▶ **Yapılacak alıştırmalar**
1. Selülit tipleriyle ilgili metne göre şu ifadeler doğru mu: (a) Birinci evre selülit yalnızca mikroskop altında görülür. (b) İkinci evre selülitte derinin elastikliği artar. (c) İkinci evre selülit elle kolayca fark edilir. Her biri için evet ya da hayır deyin ve metinden belirleyici sözleri olduğu gibi alıntılayın.
2. Selülit tipleriyle ilgili metni son cümlesinden sonra birkaç cümleyle sürdürün.

▶ **Metin**
○ ○ ○ ○ ○ ○ ○
Selülit tipleri ve belirtileri
Birinci evre selülit : Şikayetler belirtisiz olup, klinik bulgu görülmez. Sadece mikroskop altında incelemelerde görülür. Bu tip selülit sert selülit olarak ta adlandırılır.İkinci evre selülit : Deriyi sıkıştırma sırasında veya kasların kasılması sonucu ciltte solukluk, deri ısında azalma, derinin elastikliğinde azalma, deride gözle görülür değişiklik vardır. Bu tip selülit kadınlar spor yaparken daha fazla görülür. Bu tür selülitlerde genetik yatkınlık söz konusudur. Bu tip selülit kas dokusuna yapışık gibi olduğu için ele gelmez.
○ ○ ○ ○ ○ ○ ○
▶ **Verilen satırlar**
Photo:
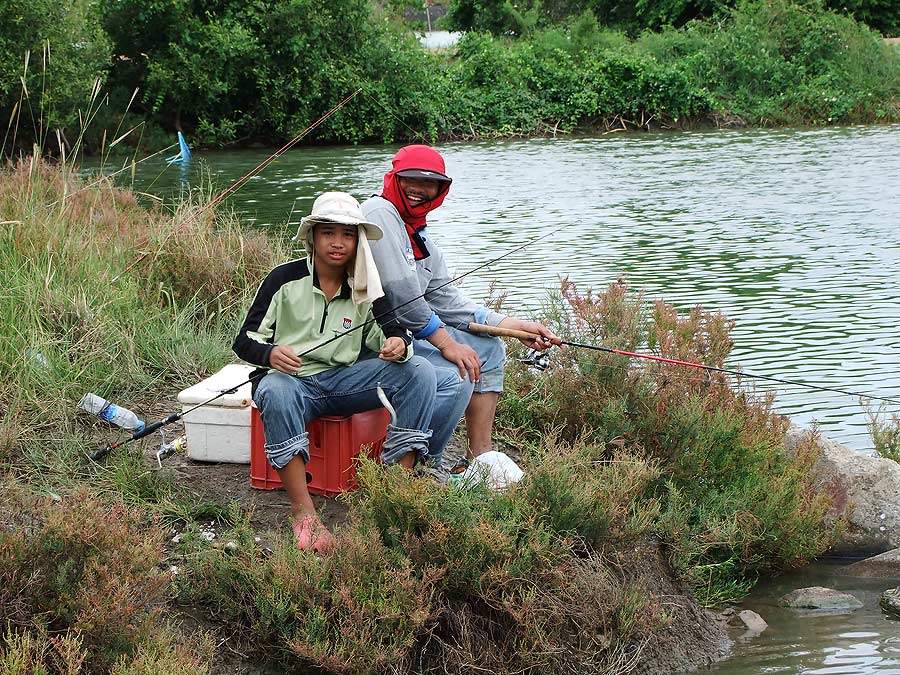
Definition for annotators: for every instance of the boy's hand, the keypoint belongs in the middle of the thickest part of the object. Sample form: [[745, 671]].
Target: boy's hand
[[283, 359], [465, 358], [394, 349], [546, 338]]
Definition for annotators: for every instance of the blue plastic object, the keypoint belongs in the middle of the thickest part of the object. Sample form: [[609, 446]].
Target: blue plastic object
[[184, 153]]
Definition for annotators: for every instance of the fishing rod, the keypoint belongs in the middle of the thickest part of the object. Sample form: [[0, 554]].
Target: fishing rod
[[243, 179], [524, 335], [174, 417]]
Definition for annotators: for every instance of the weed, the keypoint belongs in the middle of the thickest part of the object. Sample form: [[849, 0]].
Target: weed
[[885, 434]]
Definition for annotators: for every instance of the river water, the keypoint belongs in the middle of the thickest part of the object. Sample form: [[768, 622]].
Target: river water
[[794, 234]]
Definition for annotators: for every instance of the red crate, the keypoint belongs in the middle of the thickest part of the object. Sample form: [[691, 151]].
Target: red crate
[[334, 442]]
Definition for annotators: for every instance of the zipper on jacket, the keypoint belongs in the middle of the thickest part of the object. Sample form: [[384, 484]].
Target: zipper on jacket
[[324, 316]]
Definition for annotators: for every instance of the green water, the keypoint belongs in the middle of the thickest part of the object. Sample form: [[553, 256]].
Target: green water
[[863, 642], [793, 234]]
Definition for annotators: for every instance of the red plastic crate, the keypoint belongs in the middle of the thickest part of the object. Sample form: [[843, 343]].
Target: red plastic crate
[[334, 442]]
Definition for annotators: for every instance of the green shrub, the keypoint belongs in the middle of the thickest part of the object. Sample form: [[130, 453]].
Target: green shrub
[[732, 504], [885, 432], [79, 565]]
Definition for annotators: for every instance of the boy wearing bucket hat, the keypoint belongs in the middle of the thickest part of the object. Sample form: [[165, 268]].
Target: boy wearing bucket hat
[[411, 264], [303, 303]]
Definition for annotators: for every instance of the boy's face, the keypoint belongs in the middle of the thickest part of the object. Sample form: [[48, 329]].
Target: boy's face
[[334, 244], [419, 190]]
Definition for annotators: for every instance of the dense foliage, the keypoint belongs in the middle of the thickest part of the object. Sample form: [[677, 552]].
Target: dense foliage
[[264, 71], [560, 572], [522, 16]]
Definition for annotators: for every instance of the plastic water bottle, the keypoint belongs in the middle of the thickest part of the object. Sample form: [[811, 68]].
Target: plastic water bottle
[[121, 417]]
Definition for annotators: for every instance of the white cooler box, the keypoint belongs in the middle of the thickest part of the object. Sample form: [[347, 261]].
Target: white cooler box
[[220, 431]]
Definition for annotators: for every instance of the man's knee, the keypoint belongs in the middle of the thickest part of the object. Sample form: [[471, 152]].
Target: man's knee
[[492, 352], [419, 371]]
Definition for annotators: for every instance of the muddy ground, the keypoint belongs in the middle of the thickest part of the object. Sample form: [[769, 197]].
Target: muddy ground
[[695, 638]]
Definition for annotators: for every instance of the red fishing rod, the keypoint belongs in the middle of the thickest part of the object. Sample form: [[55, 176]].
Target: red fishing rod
[[243, 179], [524, 335]]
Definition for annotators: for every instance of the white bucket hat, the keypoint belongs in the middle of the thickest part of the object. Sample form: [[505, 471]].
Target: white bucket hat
[[336, 207], [339, 207]]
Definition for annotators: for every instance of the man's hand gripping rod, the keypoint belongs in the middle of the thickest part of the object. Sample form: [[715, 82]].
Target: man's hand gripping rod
[[174, 417]]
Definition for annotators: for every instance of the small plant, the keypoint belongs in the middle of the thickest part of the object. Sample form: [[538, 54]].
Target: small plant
[[87, 570], [714, 480], [885, 432]]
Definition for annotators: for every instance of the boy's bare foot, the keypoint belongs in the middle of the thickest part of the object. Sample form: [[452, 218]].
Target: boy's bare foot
[[310, 533]]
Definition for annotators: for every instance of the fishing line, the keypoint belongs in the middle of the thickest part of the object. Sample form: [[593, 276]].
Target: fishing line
[[111, 175], [240, 182], [174, 417], [507, 332]]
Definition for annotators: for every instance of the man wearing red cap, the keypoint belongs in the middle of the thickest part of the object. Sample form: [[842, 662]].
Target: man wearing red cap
[[410, 264]]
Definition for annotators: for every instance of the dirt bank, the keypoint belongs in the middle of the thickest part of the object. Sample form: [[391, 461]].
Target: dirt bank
[[692, 639]]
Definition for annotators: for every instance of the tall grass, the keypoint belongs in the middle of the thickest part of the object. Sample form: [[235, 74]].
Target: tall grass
[[71, 326], [543, 577], [728, 499], [427, 577]]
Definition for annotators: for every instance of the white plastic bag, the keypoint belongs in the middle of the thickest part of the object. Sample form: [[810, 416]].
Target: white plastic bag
[[493, 468]]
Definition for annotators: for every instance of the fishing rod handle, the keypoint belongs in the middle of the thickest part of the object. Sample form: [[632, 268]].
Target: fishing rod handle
[[507, 332], [146, 431]]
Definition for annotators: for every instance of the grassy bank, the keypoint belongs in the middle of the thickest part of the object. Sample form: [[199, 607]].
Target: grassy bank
[[625, 463], [260, 72]]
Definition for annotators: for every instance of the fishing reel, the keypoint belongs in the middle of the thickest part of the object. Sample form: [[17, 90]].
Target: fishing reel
[[170, 448], [540, 361]]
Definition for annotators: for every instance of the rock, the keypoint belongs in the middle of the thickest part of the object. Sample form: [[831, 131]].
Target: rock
[[752, 621], [817, 597], [890, 602], [884, 566], [864, 488]]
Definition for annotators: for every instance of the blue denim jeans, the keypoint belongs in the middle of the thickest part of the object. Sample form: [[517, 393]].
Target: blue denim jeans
[[287, 403], [453, 392]]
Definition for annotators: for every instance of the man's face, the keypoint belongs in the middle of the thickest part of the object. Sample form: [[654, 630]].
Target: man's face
[[334, 244], [419, 190]]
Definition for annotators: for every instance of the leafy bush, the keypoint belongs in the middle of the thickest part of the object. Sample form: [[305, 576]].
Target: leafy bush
[[454, 578], [732, 504], [81, 566], [885, 432]]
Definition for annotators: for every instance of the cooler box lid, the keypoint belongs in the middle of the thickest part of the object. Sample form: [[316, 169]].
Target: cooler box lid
[[224, 380]]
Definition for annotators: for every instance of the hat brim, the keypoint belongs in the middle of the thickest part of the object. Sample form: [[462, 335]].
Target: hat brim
[[424, 173], [373, 231]]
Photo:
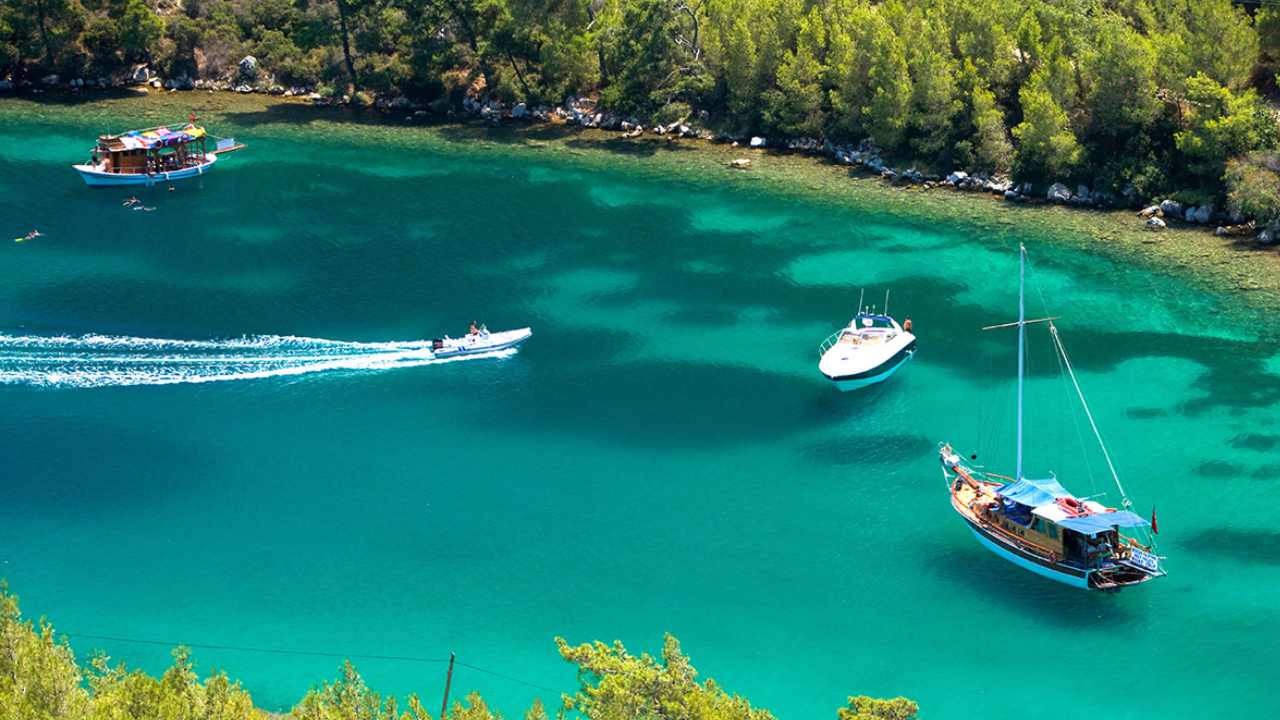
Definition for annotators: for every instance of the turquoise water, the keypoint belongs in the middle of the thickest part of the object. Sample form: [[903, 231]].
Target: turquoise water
[[661, 456]]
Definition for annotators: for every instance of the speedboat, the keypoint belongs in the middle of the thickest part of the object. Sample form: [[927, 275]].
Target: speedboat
[[479, 341], [868, 350]]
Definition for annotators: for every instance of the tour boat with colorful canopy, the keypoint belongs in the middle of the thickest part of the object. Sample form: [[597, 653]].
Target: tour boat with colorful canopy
[[868, 350], [1037, 523], [150, 155]]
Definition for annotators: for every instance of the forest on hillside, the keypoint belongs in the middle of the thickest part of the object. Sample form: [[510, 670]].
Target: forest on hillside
[[1134, 98]]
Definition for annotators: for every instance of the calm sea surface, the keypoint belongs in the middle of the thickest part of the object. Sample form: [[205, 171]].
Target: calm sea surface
[[242, 452]]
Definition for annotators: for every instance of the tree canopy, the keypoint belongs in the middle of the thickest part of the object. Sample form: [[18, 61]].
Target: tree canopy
[[1151, 95]]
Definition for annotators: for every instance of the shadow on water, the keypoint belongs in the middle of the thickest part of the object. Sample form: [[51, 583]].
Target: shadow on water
[[979, 573], [1253, 441], [868, 449], [1253, 546]]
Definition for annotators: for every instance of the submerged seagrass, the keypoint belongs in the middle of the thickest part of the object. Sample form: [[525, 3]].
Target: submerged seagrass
[[662, 456]]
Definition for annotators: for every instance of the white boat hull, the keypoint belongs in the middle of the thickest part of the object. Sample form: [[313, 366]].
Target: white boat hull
[[858, 368], [95, 177], [880, 374], [478, 343]]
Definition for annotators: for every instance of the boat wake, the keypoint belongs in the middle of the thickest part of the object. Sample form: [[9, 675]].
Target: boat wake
[[96, 360]]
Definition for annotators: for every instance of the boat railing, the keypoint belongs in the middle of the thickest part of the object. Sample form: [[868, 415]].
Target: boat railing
[[831, 341]]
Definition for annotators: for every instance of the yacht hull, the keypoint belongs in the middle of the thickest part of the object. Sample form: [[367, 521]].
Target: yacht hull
[[94, 177], [1028, 561]]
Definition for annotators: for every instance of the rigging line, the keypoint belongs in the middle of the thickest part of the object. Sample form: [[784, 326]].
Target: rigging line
[[1075, 418], [263, 650], [496, 674], [1088, 414]]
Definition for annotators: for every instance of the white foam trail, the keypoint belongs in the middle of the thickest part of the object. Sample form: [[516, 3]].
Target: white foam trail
[[96, 360]]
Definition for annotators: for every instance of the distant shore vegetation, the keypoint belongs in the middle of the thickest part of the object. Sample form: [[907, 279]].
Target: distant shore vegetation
[[40, 678], [1134, 98]]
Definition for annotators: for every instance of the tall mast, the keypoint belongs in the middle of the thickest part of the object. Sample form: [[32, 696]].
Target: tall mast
[[1022, 349]]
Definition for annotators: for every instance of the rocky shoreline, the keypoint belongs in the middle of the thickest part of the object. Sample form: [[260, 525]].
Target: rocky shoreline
[[1155, 214], [1232, 260]]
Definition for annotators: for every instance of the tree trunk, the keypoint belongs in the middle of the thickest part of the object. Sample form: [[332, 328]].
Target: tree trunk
[[44, 33], [346, 45], [520, 76]]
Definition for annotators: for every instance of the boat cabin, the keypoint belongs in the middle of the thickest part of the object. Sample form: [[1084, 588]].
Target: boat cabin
[[1042, 523], [867, 327], [150, 151]]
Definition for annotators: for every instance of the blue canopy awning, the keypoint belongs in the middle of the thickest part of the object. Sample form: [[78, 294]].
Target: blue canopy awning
[[1104, 522], [1033, 492]]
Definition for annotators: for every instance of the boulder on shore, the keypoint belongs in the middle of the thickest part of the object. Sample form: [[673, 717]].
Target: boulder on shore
[[1171, 209], [1235, 231], [1057, 192]]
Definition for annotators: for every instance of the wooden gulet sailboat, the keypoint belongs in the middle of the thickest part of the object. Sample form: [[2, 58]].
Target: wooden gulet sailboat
[[1036, 523]]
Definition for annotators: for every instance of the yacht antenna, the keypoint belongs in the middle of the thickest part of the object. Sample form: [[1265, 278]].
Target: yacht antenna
[[1022, 349]]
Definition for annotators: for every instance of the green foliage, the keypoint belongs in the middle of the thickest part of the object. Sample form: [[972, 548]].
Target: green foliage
[[617, 686], [1151, 94], [1253, 186], [863, 707], [138, 30], [1221, 124], [40, 680], [1046, 145]]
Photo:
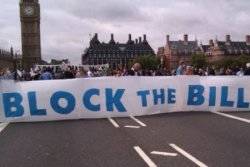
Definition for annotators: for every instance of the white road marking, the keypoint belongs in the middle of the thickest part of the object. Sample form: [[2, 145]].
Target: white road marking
[[187, 155], [164, 153], [138, 121], [3, 126], [115, 124], [144, 156], [133, 127], [232, 117]]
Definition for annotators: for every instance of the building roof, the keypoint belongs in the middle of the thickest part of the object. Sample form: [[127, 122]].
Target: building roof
[[232, 47]]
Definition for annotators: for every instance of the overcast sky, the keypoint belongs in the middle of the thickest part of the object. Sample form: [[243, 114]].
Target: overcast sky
[[66, 25]]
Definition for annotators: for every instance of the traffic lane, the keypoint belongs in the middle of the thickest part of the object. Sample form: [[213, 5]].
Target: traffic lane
[[245, 114], [67, 143], [148, 143], [213, 139]]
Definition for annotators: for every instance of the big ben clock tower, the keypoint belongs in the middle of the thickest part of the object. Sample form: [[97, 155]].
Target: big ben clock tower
[[30, 30]]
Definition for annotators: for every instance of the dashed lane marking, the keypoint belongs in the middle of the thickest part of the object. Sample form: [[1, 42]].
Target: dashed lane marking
[[232, 117], [187, 155], [164, 154], [132, 127], [113, 122], [138, 121], [144, 156]]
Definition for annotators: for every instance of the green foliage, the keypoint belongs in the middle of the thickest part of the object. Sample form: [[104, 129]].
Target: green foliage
[[149, 62], [232, 62], [199, 61]]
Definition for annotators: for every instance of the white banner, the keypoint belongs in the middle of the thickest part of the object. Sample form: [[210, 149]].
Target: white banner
[[120, 97]]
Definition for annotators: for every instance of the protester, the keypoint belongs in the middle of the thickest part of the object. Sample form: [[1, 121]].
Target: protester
[[180, 70], [240, 72], [247, 71], [46, 75], [81, 73]]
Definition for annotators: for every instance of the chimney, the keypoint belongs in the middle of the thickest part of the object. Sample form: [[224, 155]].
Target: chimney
[[211, 42], [112, 41], [228, 38], [185, 38], [248, 39], [167, 37]]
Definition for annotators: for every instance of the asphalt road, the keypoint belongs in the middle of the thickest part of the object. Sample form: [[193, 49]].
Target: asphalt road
[[188, 139]]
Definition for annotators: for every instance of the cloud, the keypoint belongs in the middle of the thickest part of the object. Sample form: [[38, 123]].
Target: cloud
[[66, 25]]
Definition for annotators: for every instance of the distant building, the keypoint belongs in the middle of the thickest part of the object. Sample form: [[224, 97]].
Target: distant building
[[58, 62], [8, 59], [30, 33], [217, 50], [175, 51], [115, 54]]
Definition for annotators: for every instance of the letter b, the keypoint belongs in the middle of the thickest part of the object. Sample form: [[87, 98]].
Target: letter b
[[10, 101], [195, 95]]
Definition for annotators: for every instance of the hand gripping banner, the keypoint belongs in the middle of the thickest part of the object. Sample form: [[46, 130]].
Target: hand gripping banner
[[120, 97]]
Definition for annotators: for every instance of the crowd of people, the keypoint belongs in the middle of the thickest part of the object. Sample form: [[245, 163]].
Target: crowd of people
[[211, 71], [70, 72]]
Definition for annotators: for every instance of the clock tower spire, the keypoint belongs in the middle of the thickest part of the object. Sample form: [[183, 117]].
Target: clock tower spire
[[30, 30]]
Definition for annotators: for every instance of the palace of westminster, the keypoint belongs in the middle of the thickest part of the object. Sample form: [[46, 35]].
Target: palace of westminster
[[115, 53]]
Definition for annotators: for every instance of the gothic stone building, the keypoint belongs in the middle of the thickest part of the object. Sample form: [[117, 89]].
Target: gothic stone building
[[115, 54], [30, 32], [8, 59], [176, 51], [217, 50]]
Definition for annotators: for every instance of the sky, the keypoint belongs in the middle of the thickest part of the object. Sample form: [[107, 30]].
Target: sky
[[67, 25]]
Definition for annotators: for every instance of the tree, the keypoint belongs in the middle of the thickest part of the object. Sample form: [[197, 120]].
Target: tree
[[199, 61], [148, 62]]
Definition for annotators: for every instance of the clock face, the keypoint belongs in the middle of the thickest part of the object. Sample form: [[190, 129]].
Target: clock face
[[29, 10]]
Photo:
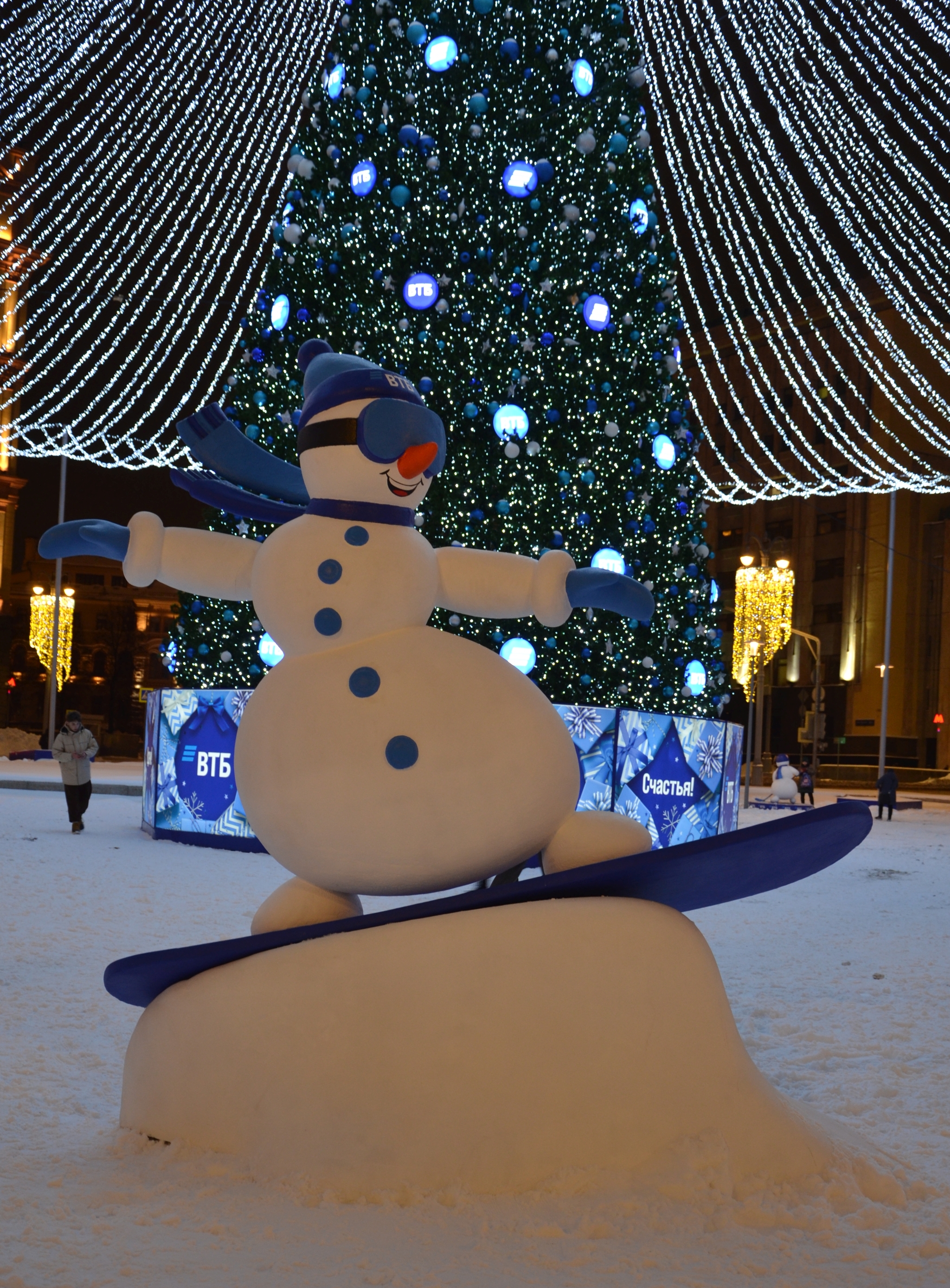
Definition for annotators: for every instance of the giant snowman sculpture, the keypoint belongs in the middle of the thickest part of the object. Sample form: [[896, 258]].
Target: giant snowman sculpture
○ ○ ○ ○ ○ ○ ○
▶ **Cevap listesi**
1.
(a) Evet: "Sadece mikroskop altında incelemelerde görülür."
(b) Hayır: "derinin elastikliğinde azalma"
(c) Hayır: "Bu tip selülit kas dokusuna yapışık gibi olduğu için ele gelmez."

2.
Üçüncü evre selülit : Oturma sırasında tipik portakal kabuğu görünümünün hakim olduğu, elle dokunulduğunda derin yerleşimli, ince kitleler hissedilir. Elle dokunulduğunda hassasiyet, derinin elastikliğinde azalma, ısısında azalma ve deride solukluk görülür. Bu tip selülit daha çok orta yaş grubunda görülse de, hızlı kilo alıp veren gençlerde de görülür. Bu tip selülit yapılan her hareket ile kolayca görülebilir.
Dördüncü evre selülit : Üçüncü evre selülit ile benzer özellikleri olmasına rağmen, klinik görünümde daha elle hissedilir, gözle görülür ve ağrılı leblebi büyüklüğünde kitleler, derin dokularda yapışıklıklar ve deri yüzeyinin tamamen dalgalı bir görünüme gelmesi şeklinde görülür. Bu tip selülit, en sık ve en kötü görünen selülit tipidir. Bölgede dolaşım bozukluğu ve varisli doku oluşmuştur. Bu tip selülit hareket edilse de oturulsa da rahatlıkla görülür.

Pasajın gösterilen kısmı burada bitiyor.